__The task__. All lines with the word "outline" are to be found and copied from the listing.

-- Records provided follows --

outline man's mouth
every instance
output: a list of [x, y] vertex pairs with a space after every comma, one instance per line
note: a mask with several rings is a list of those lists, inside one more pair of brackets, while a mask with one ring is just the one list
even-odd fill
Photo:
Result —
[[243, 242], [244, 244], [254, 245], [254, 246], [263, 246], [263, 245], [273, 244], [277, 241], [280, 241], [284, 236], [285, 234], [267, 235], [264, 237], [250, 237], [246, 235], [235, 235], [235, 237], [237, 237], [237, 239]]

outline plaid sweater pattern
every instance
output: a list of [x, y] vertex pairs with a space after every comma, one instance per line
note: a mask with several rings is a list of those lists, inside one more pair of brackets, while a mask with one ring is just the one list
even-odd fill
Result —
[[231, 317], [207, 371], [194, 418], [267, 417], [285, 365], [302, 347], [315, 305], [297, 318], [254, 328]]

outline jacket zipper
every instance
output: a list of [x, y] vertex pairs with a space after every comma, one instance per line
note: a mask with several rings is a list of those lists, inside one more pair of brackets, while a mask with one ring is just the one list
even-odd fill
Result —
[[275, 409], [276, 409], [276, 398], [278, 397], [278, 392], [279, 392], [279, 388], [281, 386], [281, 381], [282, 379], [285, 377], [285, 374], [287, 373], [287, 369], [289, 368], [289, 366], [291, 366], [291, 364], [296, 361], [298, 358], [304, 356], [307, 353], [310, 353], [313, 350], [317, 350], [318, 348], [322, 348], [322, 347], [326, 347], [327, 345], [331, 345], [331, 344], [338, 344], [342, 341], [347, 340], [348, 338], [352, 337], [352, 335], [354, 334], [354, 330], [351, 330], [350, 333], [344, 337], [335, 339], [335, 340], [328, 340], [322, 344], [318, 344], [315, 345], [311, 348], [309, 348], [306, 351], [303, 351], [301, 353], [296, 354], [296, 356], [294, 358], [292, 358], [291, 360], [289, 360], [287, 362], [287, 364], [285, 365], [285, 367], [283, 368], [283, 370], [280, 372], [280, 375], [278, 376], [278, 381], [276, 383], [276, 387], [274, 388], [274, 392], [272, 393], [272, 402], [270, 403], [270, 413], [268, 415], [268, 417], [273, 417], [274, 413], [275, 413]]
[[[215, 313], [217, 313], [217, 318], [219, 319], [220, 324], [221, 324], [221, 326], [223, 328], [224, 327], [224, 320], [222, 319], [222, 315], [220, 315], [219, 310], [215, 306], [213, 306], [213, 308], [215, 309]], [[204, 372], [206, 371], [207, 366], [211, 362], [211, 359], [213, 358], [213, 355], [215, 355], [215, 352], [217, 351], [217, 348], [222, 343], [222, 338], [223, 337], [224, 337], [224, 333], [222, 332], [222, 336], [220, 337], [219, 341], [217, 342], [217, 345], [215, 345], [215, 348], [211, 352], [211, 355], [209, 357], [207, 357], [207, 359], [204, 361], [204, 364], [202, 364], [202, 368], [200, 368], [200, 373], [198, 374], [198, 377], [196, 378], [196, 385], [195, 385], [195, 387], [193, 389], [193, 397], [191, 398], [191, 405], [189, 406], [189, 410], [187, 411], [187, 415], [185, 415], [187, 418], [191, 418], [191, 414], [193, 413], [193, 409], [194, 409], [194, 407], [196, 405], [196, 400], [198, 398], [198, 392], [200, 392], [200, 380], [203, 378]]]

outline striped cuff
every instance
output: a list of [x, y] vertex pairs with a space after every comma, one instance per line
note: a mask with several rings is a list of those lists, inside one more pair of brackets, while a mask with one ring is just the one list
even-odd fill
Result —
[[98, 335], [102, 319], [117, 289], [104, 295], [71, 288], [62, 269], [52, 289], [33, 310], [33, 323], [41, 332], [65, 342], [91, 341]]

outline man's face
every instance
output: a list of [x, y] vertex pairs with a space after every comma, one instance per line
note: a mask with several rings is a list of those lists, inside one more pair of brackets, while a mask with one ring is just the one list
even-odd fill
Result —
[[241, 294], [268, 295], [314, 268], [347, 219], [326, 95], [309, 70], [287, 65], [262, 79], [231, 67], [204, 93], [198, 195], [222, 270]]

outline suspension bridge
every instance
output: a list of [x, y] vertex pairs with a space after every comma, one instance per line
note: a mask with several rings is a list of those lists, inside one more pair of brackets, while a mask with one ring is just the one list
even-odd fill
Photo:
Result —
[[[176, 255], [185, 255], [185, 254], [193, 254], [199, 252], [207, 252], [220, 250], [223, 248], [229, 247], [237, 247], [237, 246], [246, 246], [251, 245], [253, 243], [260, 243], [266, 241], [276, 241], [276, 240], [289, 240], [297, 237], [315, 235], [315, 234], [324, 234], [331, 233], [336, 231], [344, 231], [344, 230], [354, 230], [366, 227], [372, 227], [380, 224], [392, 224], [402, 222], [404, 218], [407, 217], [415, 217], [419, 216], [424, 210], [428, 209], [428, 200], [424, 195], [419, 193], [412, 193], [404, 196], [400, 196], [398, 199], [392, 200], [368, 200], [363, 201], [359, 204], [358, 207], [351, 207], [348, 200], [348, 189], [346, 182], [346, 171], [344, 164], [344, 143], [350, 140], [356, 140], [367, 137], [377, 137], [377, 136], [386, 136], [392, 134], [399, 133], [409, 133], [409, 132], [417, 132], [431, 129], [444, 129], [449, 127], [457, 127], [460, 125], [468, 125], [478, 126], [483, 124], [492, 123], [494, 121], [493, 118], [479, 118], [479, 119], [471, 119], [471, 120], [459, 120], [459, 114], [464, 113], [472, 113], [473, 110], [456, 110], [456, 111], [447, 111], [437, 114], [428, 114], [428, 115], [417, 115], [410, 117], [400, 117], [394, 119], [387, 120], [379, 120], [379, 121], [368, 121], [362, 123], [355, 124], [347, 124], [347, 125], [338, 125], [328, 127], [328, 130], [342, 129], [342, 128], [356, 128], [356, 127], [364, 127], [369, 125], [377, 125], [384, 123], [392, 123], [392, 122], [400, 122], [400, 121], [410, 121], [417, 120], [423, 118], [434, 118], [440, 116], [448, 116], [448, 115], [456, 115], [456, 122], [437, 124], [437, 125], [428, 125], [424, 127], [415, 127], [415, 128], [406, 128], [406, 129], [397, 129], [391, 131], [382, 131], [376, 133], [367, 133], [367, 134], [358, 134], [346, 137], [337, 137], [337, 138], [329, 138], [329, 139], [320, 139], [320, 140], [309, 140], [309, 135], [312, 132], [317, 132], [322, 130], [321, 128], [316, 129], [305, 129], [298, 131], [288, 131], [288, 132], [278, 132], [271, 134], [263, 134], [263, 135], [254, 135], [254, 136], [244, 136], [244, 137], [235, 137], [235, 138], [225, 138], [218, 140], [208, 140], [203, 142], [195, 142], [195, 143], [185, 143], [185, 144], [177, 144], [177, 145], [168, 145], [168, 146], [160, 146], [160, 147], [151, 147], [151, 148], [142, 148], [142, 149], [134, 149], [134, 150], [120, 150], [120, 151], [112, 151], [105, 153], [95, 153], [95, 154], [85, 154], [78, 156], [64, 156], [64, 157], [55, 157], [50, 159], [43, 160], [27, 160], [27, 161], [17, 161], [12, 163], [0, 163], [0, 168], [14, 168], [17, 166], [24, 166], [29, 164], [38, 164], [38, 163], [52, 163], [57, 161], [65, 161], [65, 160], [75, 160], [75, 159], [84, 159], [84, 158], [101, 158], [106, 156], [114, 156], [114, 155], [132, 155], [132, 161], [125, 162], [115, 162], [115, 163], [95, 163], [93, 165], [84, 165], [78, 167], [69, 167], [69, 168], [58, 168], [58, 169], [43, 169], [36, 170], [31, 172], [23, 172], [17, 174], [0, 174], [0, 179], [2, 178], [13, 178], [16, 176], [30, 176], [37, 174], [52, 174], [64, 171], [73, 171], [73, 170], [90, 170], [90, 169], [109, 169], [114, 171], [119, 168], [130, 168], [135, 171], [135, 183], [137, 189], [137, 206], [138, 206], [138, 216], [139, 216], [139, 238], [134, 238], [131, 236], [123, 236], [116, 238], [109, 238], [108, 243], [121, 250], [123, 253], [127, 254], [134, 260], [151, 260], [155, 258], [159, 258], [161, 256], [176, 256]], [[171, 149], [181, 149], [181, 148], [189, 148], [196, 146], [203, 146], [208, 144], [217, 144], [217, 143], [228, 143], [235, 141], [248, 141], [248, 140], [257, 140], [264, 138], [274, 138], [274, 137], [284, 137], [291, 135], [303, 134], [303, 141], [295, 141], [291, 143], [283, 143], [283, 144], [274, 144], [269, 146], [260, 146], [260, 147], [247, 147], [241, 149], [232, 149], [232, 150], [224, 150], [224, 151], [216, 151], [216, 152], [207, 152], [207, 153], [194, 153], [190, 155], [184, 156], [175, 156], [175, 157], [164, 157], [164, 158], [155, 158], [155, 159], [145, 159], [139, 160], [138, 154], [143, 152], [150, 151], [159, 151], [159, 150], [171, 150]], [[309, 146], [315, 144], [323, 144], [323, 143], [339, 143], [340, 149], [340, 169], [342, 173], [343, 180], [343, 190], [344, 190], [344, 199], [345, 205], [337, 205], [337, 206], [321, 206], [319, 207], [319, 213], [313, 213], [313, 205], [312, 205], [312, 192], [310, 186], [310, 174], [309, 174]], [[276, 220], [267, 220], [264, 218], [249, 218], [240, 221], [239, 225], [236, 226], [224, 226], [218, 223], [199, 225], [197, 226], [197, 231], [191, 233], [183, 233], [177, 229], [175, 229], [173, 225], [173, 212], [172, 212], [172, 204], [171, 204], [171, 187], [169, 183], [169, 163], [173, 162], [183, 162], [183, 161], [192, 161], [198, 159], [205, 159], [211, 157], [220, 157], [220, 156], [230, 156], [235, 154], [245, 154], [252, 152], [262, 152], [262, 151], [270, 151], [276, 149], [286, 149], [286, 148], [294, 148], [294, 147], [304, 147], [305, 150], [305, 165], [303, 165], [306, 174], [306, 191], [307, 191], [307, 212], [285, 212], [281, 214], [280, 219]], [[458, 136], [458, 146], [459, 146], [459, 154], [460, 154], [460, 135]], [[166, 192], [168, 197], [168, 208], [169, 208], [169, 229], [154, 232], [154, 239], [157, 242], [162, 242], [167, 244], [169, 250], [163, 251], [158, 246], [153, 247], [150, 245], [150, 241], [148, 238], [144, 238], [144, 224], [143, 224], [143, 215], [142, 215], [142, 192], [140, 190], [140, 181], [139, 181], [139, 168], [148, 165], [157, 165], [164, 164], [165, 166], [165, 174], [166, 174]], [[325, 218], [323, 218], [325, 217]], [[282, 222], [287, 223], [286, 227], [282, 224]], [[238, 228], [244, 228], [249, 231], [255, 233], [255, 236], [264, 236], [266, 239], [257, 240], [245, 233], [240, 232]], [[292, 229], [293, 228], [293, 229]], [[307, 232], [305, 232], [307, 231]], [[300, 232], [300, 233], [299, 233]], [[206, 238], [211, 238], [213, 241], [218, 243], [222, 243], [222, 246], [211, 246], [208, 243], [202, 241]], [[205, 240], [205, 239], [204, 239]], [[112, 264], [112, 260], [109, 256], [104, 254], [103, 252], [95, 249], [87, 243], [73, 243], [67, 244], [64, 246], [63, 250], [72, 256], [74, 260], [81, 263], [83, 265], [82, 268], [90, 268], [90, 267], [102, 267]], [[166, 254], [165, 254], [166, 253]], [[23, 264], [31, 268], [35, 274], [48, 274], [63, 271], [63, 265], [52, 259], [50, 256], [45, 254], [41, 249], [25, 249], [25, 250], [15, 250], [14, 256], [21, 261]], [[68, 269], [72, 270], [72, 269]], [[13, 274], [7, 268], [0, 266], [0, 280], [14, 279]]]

-- Records provided concluded --

__Worked solution__.
outline man's mouth
outline plaid sweater pattern
outline jacket zipper
outline striped cuff
outline man's face
outline suspension bridge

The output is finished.